GIVEN TASK 1:
Can you write out the part of the post on letters versus precomposed characters that starts at "In 10646 non-combining" and ends at "characters, and decomposition."?
GIVEN TASK 2:
How would you put this sentence from the post on letters versus precomposed characters into Spanish: "10646 DOES make a formal distinction between combining characters and non-combining characters."

TEXT SEGMENT:
Re: Letters vs. precomposed characters

From: Kenneth Whistler (kenw@sybase.com)
Date: Fri Aug 30 1996 - 14:19:55 EDT


O.k., some terminological discussion first.

ISO 10646:

        10646 does not make a formal distinction between
        base characters and precomposed (or composite)
        characters. Characters in 10646 are simply the
        elements which are encoded in the standard.

        10646 DOES make a formal distinction between
        combining characters and non-combining characters.

        In 10646 non-combining characters followed by
        one or more combining characters (termed a
        "composite sequence") are associated with a
        resultant "graphic symbol", but that graphic
        symbol does not have status as a character.

Unicode:

        Unicode formally defines base characters,
        decomposable characters, and decomposition.
        Characters in 10646 have base or decomposable
        characteristics, in addition to being the
        elements encoded in the standard.

RECORD EXTRACTS:

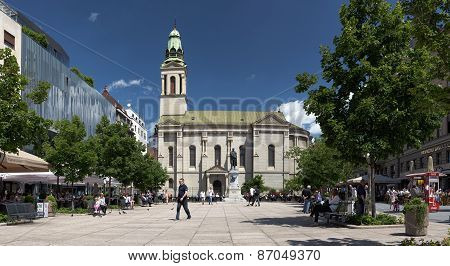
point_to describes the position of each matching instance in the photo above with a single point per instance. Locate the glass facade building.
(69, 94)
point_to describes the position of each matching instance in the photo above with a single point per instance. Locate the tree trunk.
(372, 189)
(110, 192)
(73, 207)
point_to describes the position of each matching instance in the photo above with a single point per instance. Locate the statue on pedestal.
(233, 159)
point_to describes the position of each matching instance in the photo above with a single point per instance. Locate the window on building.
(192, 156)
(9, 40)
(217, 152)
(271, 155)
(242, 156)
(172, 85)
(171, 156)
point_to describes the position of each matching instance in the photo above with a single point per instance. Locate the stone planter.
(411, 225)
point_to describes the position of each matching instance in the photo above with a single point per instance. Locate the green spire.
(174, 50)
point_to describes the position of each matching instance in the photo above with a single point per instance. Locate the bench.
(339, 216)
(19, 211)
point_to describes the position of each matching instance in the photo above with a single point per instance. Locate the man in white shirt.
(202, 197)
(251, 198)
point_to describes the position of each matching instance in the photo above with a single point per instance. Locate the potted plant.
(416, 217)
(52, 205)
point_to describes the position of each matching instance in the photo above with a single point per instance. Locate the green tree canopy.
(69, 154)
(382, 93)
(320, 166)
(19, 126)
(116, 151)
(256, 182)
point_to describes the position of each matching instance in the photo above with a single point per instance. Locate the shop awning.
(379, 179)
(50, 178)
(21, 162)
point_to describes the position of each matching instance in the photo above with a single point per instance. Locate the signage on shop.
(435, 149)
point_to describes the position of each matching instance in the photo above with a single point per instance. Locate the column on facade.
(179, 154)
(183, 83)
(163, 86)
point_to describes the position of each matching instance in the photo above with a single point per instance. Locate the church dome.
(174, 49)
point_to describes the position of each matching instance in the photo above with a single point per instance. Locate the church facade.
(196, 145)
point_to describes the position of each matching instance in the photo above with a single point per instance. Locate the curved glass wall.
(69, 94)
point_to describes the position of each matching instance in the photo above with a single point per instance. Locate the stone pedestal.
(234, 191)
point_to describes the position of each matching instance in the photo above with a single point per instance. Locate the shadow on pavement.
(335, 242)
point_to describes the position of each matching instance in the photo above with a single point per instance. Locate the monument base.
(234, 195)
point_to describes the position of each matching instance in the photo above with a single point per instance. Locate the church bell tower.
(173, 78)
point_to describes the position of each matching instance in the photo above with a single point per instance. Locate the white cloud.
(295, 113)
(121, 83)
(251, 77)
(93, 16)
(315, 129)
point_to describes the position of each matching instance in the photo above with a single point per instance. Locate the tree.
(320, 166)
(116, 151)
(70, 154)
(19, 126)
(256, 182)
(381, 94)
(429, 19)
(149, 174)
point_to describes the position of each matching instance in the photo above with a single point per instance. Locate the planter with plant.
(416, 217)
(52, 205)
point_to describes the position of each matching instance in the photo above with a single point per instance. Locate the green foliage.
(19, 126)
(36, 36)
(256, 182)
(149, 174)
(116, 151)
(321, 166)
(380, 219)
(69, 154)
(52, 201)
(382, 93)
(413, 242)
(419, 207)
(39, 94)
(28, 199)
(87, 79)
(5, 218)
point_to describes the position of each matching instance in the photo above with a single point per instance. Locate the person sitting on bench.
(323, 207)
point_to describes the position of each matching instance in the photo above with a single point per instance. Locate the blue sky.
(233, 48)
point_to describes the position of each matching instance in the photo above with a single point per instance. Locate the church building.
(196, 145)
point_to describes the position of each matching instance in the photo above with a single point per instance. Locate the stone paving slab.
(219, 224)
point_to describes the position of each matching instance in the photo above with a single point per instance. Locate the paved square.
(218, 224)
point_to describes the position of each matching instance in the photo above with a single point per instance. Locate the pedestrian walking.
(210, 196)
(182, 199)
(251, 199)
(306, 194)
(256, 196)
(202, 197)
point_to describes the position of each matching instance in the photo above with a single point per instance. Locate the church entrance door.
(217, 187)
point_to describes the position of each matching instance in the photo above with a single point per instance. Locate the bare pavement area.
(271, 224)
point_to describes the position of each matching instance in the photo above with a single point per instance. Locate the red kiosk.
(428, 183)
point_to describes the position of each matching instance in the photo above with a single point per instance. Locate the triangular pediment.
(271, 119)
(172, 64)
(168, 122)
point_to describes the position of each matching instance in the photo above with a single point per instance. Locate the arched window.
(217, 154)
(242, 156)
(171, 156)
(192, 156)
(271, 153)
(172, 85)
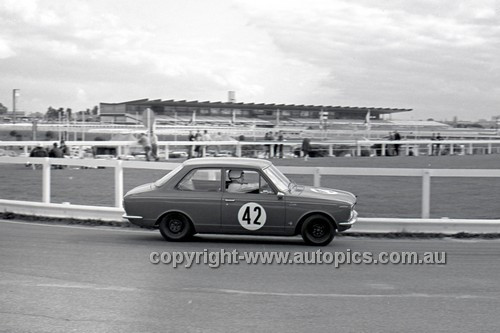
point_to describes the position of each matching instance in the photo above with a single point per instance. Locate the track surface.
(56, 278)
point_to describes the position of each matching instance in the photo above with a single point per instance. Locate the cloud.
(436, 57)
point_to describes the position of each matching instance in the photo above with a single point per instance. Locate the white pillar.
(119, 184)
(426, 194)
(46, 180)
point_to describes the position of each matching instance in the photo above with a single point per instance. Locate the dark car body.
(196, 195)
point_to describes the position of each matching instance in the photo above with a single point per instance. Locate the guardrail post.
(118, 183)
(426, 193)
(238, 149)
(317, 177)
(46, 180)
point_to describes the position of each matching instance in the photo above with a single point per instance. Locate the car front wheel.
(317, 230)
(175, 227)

FINISHED ANSWER 1:
In 10646 non-combining characters followed by
        one or more combining characters (termed a
        "composite sequence") are associated with a
        resultant "graphic symbol", but that graphic
        symbol does not have status as a character.

Unicode:

        Unicode formally defines base characters,
        decomposable characters, and decomposition.

FINISHED ANSWER 2:
10646 SÍ establece una distinción formal entre caracteres combinantes y caracteres no combinantes.